■ OBJECTIVE: Please output the lines below unchanged, every one of them character for character.
· · · · ·
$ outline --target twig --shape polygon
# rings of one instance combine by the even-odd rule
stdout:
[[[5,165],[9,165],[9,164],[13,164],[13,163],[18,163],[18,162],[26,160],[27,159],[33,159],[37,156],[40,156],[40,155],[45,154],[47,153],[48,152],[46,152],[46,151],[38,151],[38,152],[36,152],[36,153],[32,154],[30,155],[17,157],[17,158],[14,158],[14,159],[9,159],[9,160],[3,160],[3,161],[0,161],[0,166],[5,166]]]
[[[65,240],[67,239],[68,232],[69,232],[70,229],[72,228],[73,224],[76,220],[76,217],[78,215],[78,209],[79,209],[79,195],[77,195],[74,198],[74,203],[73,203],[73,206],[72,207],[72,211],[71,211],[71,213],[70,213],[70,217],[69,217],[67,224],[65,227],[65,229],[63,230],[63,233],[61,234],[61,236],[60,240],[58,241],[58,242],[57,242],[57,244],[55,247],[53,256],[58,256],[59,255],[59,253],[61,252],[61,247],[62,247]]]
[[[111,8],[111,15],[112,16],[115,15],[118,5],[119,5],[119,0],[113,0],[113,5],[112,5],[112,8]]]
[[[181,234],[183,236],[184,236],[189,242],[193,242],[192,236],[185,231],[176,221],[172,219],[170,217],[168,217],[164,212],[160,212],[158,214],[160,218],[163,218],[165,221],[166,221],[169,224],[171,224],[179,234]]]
· · · · ·
■ TASK SOLUTION:
$ outline --target twig --shape polygon
# rings of one instance combine by the even-odd rule
stdout:
[[[5,165],[9,165],[9,164],[13,164],[13,163],[18,163],[18,162],[26,160],[27,159],[33,159],[37,156],[40,156],[40,155],[45,154],[47,153],[48,152],[46,152],[46,151],[38,151],[38,152],[36,152],[36,153],[32,154],[30,155],[17,157],[17,158],[14,158],[14,159],[9,159],[9,160],[3,160],[3,161],[0,161],[0,166],[5,166]]]
[[[65,240],[67,239],[68,232],[69,232],[70,229],[72,228],[73,224],[76,220],[76,217],[78,215],[78,209],[79,209],[79,195],[77,195],[74,198],[74,203],[73,203],[73,206],[72,207],[72,211],[71,211],[71,213],[70,213],[70,217],[69,217],[67,224],[65,227],[65,229],[63,230],[63,233],[61,234],[61,236],[60,240],[58,241],[58,242],[57,242],[57,244],[55,247],[53,256],[58,256],[59,255],[59,253],[61,252],[61,247],[62,247]]]
[[[111,8],[111,15],[112,16],[115,15],[118,5],[119,5],[119,0],[113,0],[113,5],[112,5],[112,8]]]
[[[181,234],[183,236],[184,236],[189,242],[193,242],[192,236],[185,231],[176,221],[172,219],[170,217],[168,217],[164,212],[160,212],[158,214],[160,218],[163,218],[165,221],[166,221],[169,224],[171,224],[179,234]]]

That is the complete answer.